_TASK DIRECTIONS:_
Identify all lines below that hold "instance" and collect them.

#### PROVIDED RECORDS

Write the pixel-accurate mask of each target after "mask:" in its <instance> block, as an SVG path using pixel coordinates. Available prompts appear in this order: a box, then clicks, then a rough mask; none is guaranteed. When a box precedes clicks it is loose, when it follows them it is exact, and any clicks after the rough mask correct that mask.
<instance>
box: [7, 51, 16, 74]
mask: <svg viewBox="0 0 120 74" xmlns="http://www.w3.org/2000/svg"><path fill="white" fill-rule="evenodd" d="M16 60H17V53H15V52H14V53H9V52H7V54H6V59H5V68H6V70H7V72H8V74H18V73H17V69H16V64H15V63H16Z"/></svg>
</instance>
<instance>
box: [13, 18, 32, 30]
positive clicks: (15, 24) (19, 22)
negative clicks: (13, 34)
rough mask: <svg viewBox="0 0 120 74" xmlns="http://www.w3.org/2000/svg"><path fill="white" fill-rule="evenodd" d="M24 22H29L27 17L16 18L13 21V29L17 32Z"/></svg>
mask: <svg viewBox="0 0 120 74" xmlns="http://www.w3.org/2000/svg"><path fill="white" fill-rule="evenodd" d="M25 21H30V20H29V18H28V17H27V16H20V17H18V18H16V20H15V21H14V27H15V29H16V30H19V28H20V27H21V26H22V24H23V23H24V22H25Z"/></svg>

########

_SOLVED PROBLEM:_
Write the pixel-accurate mask of each target after "mask:" in its <instance> block, as an SVG path using pixel coordinates. Available prompts appear in this order: a box, then clicks, then a rough mask; none is guaranteed. When a box precedes clicks it is loose, when it follows them it is exact, and any clicks after the rough mask correct that mask.
<instance>
</instance>
<instance>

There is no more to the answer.